DATA section start
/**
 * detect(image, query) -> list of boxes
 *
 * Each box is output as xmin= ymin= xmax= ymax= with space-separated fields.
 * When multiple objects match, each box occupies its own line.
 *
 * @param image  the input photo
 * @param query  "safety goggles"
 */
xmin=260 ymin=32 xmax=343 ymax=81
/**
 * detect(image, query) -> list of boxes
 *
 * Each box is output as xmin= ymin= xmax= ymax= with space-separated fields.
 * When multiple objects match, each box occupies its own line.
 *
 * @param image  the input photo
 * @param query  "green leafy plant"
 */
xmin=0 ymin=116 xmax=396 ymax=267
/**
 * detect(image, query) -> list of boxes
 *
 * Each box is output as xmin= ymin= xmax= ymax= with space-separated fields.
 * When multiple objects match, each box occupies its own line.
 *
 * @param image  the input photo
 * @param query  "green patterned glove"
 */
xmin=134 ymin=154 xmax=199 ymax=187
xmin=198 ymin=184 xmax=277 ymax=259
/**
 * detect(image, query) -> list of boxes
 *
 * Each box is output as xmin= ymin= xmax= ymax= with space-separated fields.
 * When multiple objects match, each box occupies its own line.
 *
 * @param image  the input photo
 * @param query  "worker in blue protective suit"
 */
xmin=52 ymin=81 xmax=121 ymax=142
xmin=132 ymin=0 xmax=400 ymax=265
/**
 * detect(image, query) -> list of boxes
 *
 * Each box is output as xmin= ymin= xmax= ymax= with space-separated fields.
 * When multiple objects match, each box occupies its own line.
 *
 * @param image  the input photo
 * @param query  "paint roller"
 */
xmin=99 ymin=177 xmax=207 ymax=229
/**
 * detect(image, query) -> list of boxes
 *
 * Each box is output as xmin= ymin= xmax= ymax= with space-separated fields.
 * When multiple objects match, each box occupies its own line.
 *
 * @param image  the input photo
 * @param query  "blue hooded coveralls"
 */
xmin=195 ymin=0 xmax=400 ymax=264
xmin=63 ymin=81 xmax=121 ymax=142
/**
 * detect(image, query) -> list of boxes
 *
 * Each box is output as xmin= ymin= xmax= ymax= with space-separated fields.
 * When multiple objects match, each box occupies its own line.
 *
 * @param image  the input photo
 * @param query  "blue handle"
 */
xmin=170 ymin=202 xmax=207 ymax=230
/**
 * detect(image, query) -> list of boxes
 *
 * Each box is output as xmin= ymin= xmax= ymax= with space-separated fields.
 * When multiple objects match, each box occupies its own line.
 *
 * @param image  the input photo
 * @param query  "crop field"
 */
DATA section end
**WORK TASK:** From the records above, pick out and copy each line holding the word "blue".

**ANSWER TO THE EXERCISE:**
 * @param query  "worker in blue protective suit"
 * @param query  "blue hooded coveralls"
 * @param query  "blue handle"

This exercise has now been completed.